* _Supplied text_
■ ■ ■

The next morning, we met in the hotel dining room at 4:30 AM, had some breakfast and set out by van to the Fitz Roy trailhead. I should note that the trailhead is just on the edge of town, less than a mile away. Driving just gave us a head start. 

It was cold, so I was wearing a warm jacket and thermal underwear. Between all the clothes and my backpack full of camera gear, water and food, climbing the hill in the dark was an effort. I should note that most of the participants were young enough to be my children, so I had to push to keep up with them. On the other hand, they frequently stopped for long breaks to catch their breath. After a few of those, I asked Colby if I could just walk at my own pace. He said, "Sure. Just was for me at the divide in the trail."

I took off on my own, with the trail lit mostly by moonlight as my headlamp batteries were failing. I reached the fork in the trail and waited about 5 minutes before anyone else joined me. The sign said "Lago Treos" was just over the hill on the left fork, so I decided to just go check it out. Then two others from our group arrived and decided they would join me as well. I was under the impression that we were going to photograph Fitz Roy reflected in the lake. I was the ringleader of a group of delinquents.

After being at the lake for awhile and realizing that no one was following, we heard a voice up ahead. It turned out to be Peyton, who had come looking for us. Peyton led us down another trail, looking for Colby and the rest of the group. We made a large loop of trails looking for Colby and decided we weren't going to find him in time for the sunrise, so we got out from under the trees to a spot where we could see Mt Fitz Roy in the pre-dawn moonset.

Mt Fitz Roy moonset.

Peyton decided we should head farther along the trail to try to get closer to the river (Rio Cascades). He knew that Colby was heading towards some cataracts along the river with a view of Fitz Roy, though he didn't know the way as this was his first time to Patagonia.

The sun began to rise behind us, under lighting the clouds and giving an intense red glow to the trail and trees surrounding us. We came to an opening on our left that allowed us to head downhill to an area with a view of Fitz Roy. Suddenly, Taylor (a young woman in our group) yelled, "I hear a waterfall" and began heading quickly downhill. We all ran as best as we could loaded with gear and on a steep, rocky hillside, to follow her.

■ ■ ■

* _Dataset extract_
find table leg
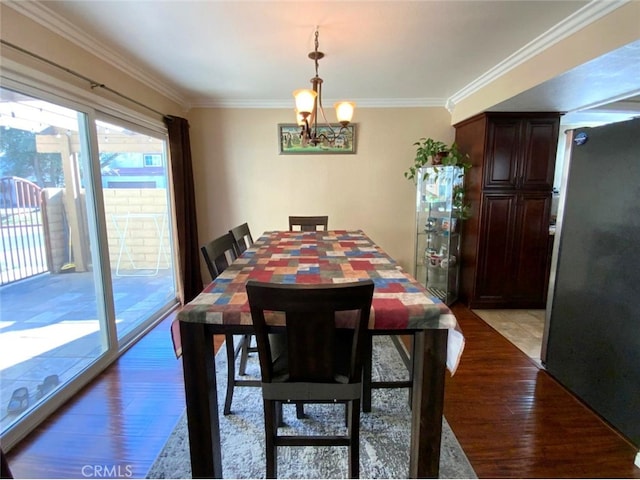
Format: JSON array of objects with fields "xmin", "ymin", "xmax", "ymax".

■ ■ ■

* _Required work_
- a) In the Fitz Roy hike account, why was climbing the hill in the dark an effort for the narrator? Answer in one to three sentences.
- b) In the Fitz Roy hike account, copy everything from "After being at" down to "the pre-dawn moonset.".

* _Final results_
- a) The narrator was wearing a warm jacket and thermal underwear because of the cold. They were also carrying a backpack full of camera gear, water and food, and the combined load made the climb hard.

- b)
After being at the lake for awhile and realizing that no one was following, we heard a voice up ahead. It turned out to be Peyton, who had come looking for us. Peyton led us down another trail, looking for Colby and the rest of the group. We made a large loop of trails looking for Colby and decided we weren't going to find him in time for the sunrise, so we got out from under the trees to a spot where we could see Mt Fitz Roy in the pre-dawn moonset.